Data under study START

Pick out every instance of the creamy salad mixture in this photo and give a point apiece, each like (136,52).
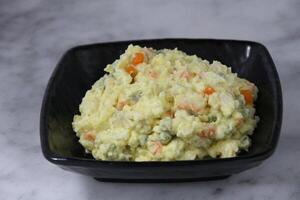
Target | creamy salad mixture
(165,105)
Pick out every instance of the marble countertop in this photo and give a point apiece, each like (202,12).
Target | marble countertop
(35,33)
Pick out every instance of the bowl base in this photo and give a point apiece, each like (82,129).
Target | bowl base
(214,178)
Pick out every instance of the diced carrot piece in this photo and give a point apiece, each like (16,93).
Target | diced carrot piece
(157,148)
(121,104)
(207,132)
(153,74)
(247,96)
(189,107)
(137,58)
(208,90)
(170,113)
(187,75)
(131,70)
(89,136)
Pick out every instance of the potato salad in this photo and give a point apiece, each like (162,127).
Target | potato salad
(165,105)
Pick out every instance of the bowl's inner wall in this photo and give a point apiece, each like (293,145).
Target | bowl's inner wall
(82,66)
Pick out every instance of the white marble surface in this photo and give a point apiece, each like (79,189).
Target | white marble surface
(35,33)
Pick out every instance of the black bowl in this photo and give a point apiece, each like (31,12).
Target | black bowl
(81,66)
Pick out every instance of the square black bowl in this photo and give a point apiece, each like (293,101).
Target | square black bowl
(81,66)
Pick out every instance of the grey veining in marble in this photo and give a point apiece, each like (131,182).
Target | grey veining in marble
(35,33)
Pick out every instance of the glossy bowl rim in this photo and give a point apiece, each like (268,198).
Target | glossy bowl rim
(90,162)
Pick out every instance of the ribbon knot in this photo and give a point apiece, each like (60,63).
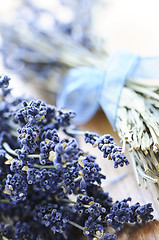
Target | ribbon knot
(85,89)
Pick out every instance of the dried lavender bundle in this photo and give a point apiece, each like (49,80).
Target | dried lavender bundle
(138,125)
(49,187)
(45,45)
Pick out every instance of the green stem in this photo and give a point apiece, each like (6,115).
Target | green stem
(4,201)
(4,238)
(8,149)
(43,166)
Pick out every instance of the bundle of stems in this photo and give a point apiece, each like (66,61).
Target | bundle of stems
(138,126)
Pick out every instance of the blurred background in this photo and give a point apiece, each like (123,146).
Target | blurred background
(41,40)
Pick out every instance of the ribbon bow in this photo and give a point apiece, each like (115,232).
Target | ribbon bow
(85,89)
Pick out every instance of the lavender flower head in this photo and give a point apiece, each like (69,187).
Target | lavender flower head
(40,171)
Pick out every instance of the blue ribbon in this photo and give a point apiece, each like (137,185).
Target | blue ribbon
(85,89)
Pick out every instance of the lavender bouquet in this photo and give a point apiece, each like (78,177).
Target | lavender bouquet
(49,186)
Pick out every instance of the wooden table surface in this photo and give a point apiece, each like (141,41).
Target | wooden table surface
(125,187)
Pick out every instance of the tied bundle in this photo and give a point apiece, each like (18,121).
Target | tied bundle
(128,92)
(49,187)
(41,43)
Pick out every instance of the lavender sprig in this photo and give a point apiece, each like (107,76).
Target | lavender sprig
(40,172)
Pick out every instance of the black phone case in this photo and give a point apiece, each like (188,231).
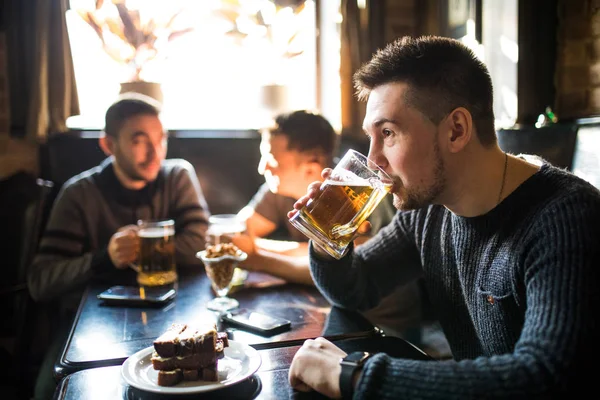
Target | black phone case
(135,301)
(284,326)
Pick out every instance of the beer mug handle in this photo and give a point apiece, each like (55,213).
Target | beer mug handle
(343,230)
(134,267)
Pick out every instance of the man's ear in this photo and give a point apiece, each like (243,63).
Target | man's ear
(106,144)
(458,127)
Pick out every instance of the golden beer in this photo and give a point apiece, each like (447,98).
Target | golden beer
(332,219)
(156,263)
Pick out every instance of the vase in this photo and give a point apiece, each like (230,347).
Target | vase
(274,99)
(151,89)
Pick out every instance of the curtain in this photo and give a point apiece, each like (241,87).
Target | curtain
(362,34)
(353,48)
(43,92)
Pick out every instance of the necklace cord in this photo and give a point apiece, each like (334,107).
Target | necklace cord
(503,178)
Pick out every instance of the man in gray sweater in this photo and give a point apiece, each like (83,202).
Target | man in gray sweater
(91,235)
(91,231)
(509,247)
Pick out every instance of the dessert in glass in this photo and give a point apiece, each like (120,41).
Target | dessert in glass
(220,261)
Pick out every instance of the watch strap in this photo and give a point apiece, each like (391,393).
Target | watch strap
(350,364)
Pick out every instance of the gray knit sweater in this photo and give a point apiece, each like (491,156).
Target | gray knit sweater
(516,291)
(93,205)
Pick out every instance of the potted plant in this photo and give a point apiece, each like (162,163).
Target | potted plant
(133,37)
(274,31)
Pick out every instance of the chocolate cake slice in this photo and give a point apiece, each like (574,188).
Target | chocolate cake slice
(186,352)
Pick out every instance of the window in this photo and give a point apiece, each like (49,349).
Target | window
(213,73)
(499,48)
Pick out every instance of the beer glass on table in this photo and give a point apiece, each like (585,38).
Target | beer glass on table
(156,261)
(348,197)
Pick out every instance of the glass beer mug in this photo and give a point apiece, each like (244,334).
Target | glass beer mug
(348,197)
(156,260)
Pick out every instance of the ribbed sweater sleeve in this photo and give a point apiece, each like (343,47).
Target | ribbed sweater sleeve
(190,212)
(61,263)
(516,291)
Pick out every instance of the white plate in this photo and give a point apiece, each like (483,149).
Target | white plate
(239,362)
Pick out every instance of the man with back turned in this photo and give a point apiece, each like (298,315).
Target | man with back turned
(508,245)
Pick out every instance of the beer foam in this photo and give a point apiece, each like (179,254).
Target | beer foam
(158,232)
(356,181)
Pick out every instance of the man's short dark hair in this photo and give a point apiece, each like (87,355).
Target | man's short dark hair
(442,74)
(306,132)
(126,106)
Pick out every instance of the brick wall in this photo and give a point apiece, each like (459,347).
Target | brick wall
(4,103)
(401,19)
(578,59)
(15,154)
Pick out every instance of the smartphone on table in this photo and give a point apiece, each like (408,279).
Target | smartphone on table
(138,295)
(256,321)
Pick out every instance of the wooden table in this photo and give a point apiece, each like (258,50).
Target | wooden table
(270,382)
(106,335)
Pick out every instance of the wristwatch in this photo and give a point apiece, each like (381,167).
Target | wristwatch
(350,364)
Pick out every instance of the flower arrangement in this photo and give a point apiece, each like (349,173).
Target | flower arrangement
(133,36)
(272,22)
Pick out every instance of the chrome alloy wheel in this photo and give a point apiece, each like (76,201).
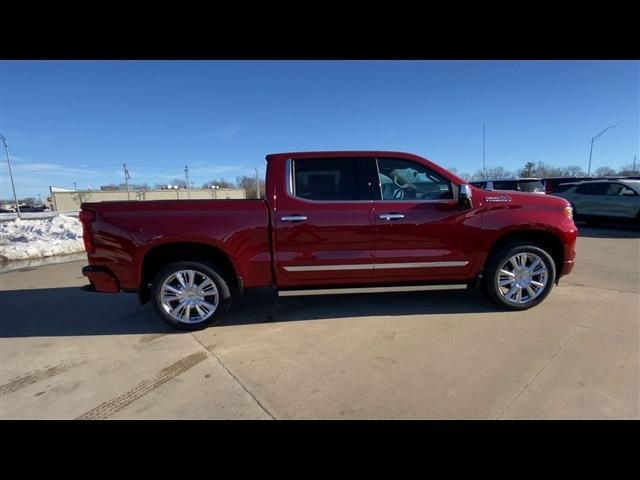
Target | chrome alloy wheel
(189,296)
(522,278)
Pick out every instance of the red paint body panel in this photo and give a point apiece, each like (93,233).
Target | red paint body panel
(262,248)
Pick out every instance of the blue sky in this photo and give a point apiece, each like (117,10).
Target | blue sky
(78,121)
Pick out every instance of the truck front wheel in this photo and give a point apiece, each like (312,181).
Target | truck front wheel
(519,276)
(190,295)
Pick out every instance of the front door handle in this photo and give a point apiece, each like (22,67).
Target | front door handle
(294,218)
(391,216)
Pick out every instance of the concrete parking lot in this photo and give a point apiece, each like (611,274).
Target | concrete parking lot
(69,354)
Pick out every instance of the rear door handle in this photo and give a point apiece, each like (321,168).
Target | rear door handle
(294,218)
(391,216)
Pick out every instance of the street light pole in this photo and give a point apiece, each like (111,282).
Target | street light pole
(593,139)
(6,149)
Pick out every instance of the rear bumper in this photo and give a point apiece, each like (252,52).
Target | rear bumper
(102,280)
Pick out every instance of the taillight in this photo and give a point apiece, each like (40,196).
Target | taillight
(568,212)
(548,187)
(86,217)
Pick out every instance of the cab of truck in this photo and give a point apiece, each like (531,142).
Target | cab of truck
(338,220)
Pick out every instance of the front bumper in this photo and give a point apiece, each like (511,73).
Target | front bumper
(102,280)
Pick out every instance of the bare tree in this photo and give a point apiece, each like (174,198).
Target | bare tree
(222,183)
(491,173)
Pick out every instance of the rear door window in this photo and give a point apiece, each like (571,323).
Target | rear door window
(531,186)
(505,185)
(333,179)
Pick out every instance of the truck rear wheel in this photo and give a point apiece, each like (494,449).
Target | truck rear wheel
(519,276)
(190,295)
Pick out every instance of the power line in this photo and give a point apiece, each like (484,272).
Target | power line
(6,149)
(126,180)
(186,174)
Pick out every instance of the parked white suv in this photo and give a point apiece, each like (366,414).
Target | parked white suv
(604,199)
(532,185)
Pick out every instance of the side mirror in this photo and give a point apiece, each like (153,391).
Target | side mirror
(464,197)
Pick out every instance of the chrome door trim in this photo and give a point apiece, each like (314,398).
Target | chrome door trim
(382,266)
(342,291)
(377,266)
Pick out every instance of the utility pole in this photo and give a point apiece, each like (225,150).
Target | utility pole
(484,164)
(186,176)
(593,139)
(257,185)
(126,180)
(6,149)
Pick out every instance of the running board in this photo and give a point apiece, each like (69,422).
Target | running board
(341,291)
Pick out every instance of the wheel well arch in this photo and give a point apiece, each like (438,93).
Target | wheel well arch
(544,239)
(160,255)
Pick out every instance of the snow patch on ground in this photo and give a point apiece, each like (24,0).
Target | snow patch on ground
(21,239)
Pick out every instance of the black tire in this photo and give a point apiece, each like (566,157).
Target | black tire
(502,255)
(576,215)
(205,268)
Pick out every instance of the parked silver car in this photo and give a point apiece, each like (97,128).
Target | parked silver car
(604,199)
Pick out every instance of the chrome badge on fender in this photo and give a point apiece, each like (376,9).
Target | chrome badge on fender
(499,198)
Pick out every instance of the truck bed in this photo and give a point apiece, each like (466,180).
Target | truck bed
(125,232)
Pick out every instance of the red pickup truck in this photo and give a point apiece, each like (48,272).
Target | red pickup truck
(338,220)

Data under study END

**How to complete this task**
Everything starting at the line containing "Pick out every instance of the side" and ending at the line containing "Pick out every instance of the black tire" in the records above should be repeated exactly, and only that.

**Output for this task**
Pick out every instance of the side mirror in this photo and give a point apiece, each like (153,391).
Target | side mirror
(464,197)
Pick out every instance of the chrome door trim in this photo and give a point apiece, each like (314,398).
Target | chrome door trim
(382,266)
(342,291)
(377,266)
Pick out every instance of the utility pole in this photo and give a point apiece, each like (225,150).
Target | utility pole
(484,164)
(186,176)
(593,139)
(257,185)
(126,180)
(6,149)
Pick out every instance of the running board in this photo and give a point apiece, each like (69,422).
Target | running board
(341,291)
Pick out every instance of the wheel well arch in this photo and give a point apiece, each like (438,93).
Target | wheel well arch
(544,239)
(160,255)
Pick out every instance of the snow patch on ground in this photo and give a point apiece, each like (24,0).
Target | snow patch on ground
(21,239)
Pick out every instance of the black tire in this photo and give a point apiece, each like (566,157).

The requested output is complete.